- Exercices à faire -
A: Pour chaque affirmation, indiquez si le texte de lecture la confirme (oui ou non), puis citez les mots du texte qui tranchent.
(i) Les Lettres d’un citoyen de Genève de Saint-Simon datent de 1802.
(ii) Chez Boulle, le conseil de Newton conserve son nom d’origine.
(iii) Pour les savants, la science constituait l’âme du monde.
B: Répondez brièvement à chaque question d’après le texte de lecture.
(i) En quelle année paraît Les Jeux de l’esprit ?
(ii) Quel nom Saint-Simon donne-t-il au groupe de savants qui gouverne le monde ?
(iii) Au cours de quoi la vision d’un avenir triomphant était-elle apparue aux savants ?

- Texte de lecture -
============================================================

Dans son livre intitulé Les Jeux de l’esprit (1971), Boulle imagine ce que Saint-Simon avait proposé un siècle auparavant dans ses Lettres d’un citoyen de Genève (1802) : un monde gouverné par un groupe de savants, le “conseil de Newton”, et une humanité vouée à la production et à la science. Chez Boulle, le conseil de Newton a seulement été renommé le Gouvernement scientifique mondial (GSM).

Oh que cela plairait à tous les scientistes d’aujourd’hui ! En effet, écrit Pierre Boulle,

les savants étaient arrivés à considérer qu’ils formaient de par le monde la véritable internationale, la seule valable, celle de la connaissance et de l’intelligence. La science était pour eux à la fois l’âme du monde et la seule puissance en mesure de réaliser les grands destins de celui-ci, après l’avoir arraché aux préoccupations triviales et infantiles de politiciens ignares et bavards. Alors, au cours de nombreux entretiens amicaux, presque fraternels, était peu à peu apparue la vision d’un avenir triomphant, d’une planète unie, enfin gouvernée par le savoir et la sagesse.

============================================================

- Matériel extrait -
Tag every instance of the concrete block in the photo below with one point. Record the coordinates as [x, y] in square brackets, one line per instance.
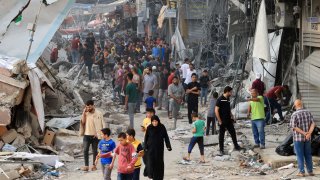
[35, 125]
[269, 156]
[5, 116]
[48, 138]
[211, 140]
[5, 72]
[66, 132]
[13, 174]
[19, 141]
[26, 130]
[68, 143]
[9, 136]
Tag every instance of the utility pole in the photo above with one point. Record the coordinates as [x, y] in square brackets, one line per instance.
[170, 20]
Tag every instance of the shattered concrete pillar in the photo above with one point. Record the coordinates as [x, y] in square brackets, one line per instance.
[5, 116]
[9, 136]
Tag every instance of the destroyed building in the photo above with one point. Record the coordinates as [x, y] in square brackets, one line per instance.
[40, 104]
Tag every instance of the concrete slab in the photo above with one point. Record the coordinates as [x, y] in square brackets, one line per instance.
[9, 136]
[211, 140]
[5, 116]
[270, 156]
[5, 72]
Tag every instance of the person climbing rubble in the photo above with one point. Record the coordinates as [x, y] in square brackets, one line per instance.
[225, 119]
[257, 115]
[90, 125]
[302, 125]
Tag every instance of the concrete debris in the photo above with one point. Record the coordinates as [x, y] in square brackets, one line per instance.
[8, 148]
[68, 143]
[19, 141]
[222, 158]
[48, 138]
[63, 122]
[184, 162]
[289, 166]
[51, 160]
[66, 132]
[9, 136]
[211, 140]
[26, 130]
[13, 174]
[65, 157]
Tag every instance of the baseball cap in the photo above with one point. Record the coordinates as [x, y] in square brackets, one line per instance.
[258, 76]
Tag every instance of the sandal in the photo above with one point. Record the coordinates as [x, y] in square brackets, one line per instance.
[186, 159]
[300, 174]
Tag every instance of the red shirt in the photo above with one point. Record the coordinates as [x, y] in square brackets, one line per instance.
[54, 55]
[259, 86]
[127, 157]
[271, 93]
[75, 43]
[170, 78]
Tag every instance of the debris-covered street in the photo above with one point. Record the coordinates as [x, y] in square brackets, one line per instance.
[159, 89]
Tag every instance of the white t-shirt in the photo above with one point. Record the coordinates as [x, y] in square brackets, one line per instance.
[188, 77]
[184, 68]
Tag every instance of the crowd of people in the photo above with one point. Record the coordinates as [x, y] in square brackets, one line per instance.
[146, 78]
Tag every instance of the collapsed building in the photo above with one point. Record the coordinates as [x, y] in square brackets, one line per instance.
[236, 40]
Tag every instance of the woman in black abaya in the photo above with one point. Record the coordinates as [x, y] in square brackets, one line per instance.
[155, 137]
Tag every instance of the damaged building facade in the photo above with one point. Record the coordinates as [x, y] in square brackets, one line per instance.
[232, 39]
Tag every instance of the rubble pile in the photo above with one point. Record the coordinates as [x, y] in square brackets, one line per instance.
[40, 147]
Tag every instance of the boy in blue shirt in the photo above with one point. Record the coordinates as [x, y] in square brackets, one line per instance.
[198, 132]
[150, 101]
[106, 147]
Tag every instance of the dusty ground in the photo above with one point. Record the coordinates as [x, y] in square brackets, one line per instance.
[213, 169]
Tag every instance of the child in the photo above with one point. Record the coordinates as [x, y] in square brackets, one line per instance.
[127, 158]
[138, 147]
[150, 101]
[204, 84]
[211, 117]
[106, 146]
[198, 131]
[147, 121]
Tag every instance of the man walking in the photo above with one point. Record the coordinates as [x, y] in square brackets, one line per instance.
[119, 78]
[156, 74]
[204, 84]
[273, 95]
[258, 84]
[91, 124]
[225, 119]
[131, 98]
[176, 94]
[256, 108]
[163, 91]
[302, 125]
[193, 91]
[190, 71]
[149, 83]
[88, 60]
[75, 49]
[184, 69]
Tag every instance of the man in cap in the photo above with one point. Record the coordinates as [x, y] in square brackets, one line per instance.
[258, 84]
[302, 125]
[156, 74]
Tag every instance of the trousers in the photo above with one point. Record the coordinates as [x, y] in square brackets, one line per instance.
[87, 141]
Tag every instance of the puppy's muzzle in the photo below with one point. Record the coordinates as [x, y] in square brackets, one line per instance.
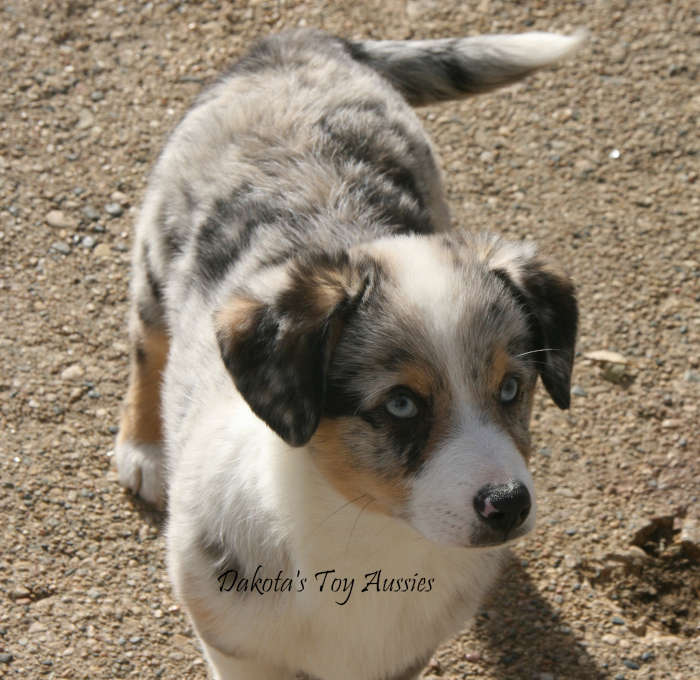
[503, 508]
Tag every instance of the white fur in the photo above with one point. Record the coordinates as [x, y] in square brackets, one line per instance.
[270, 501]
[141, 469]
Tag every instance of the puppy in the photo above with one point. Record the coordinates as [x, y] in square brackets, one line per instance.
[333, 388]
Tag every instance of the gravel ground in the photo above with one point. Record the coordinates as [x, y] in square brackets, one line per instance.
[597, 160]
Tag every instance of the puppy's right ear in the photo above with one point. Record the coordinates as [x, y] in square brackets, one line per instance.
[277, 336]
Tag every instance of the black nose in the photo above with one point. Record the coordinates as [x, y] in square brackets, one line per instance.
[503, 507]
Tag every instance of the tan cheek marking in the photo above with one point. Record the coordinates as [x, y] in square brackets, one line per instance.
[335, 462]
[141, 417]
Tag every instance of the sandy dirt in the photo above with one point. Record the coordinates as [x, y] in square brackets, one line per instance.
[598, 160]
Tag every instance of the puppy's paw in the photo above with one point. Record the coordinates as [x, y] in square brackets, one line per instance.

============================================================

- Corrigé des exercices -
A:
(i) Oui : « Lettres d’un citoyen de Genève (1802) »
(ii) Non : « le conseil de Newton a seulement été renommé le Gouvernement scientifique mondial (GSM) »
(iii) Oui : « La science était pour eux à la fois l’âme du monde »

B:
(i) En 1971.
(ii) Le « conseil de Newton ».
(iii) Au cours de nombreux entretiens amicaux, presque fraternels.